**Testo selezionato:**
-- -- --
Dhalgren: il mondo fuori dai cardini

di 2x0, 30/11/2006

La città si raggiunge attraversando un ponte su un fiume. Città autunnale, è la prima definizione di Bellona, o almeno così si è portati a intendere proseguendo nella lettura, dal momento che questa prima frase del libro, mutila dell'inizio, non lo specifica. E autunnale è in effetti, come una foresta che si spoglia lentamente, avviandosi verso il coma invernale, forse senza ritorno: per via dei servizi a singhiozzo, dai trasporti all'elettricità, l'illuminazione, gli alimentari. Tutto viene meno senza esaurirsi mai: un'agonia infinita, senza speranza di morte né tanto meno di guarigione.
-- -- --
**Righe:**
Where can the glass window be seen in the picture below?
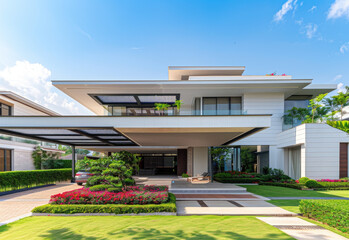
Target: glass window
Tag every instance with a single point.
(209, 105)
(2, 160)
(5, 110)
(5, 160)
(235, 105)
(222, 106)
(8, 160)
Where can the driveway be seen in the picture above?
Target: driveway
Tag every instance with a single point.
(17, 205)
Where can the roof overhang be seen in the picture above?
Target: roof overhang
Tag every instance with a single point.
(183, 72)
(149, 131)
(81, 91)
(27, 102)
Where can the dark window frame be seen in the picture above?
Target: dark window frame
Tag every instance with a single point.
(216, 108)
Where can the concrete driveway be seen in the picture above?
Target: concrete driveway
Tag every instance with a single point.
(18, 205)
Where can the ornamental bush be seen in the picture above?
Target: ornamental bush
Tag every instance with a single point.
(303, 180)
(115, 172)
(170, 206)
(24, 179)
(133, 195)
(312, 184)
(335, 213)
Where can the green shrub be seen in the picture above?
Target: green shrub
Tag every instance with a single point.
(278, 184)
(303, 180)
(109, 208)
(331, 185)
(101, 187)
(24, 179)
(237, 180)
(312, 184)
(335, 213)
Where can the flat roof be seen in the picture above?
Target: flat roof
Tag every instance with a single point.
(27, 102)
(183, 72)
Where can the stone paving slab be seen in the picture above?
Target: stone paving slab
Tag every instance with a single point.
(19, 204)
(300, 198)
(219, 204)
(255, 204)
(301, 229)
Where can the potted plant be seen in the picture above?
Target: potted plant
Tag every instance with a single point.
(178, 104)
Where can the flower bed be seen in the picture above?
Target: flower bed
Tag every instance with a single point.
(170, 206)
(132, 195)
(335, 213)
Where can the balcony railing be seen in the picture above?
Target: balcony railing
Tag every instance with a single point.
(153, 112)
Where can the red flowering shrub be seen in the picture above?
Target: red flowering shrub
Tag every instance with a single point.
(132, 195)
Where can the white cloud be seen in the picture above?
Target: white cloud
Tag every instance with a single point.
(32, 80)
(344, 47)
(340, 87)
(312, 9)
(340, 8)
(286, 7)
(310, 30)
(337, 77)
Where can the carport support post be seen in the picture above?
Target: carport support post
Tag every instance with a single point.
(210, 164)
(73, 159)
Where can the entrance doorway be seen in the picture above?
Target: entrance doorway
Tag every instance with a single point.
(158, 164)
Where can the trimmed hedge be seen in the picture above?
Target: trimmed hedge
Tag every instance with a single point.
(335, 213)
(237, 180)
(277, 184)
(331, 185)
(109, 208)
(24, 179)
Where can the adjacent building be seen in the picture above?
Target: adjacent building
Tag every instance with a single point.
(15, 152)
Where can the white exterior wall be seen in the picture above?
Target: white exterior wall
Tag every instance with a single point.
(319, 148)
(21, 152)
(200, 159)
(264, 103)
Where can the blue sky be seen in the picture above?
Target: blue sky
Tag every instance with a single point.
(45, 40)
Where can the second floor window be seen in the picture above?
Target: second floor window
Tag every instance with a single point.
(221, 105)
(5, 110)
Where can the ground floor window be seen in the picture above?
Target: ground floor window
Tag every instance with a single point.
(294, 162)
(5, 160)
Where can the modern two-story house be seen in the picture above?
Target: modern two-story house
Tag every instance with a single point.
(220, 107)
(15, 153)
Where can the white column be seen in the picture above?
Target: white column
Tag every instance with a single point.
(200, 160)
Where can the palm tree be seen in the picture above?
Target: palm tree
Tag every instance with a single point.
(333, 108)
(341, 100)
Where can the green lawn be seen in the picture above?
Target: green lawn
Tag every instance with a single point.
(141, 227)
(273, 191)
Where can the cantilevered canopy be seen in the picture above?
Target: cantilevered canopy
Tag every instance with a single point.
(72, 135)
(108, 132)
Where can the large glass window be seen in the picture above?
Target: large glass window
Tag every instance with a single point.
(221, 105)
(5, 160)
(5, 110)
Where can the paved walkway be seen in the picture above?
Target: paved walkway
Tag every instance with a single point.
(17, 205)
(300, 198)
(301, 229)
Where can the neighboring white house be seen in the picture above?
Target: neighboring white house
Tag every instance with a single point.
(15, 153)
(220, 107)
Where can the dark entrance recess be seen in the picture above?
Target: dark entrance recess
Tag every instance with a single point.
(5, 160)
(181, 161)
(343, 160)
(158, 164)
-- -- --
**La consegna:** Riproduci il testo selezionato nella sua interezza, parola per parola e senza alcuna modifica.

**Risposta completa:**
Dhalgren: il mondo fuori dai cardini

di 2x0, 30/11/2006

La città si raggiunge attraversando un ponte su un fiume. Città autunnale, è la prima definizione di Bellona, o almeno così si è portati a intendere proseguendo nella lettura, dal momento che questa prima frase del libro, mutila dell'inizio, non lo specifica. E autunnale è in effetti, come una foresta che si spoglia lentamente, avviandosi verso il coma invernale, forse senza ritorno: per via dei servizi a singhiozzo, dai trasporti all'elettricità, l'illuminazione, gli alimentari. Tutto viene meno senza esaurirsi mai: un'agonia infinita, senza speranza di morte né tanto meno di guarigione.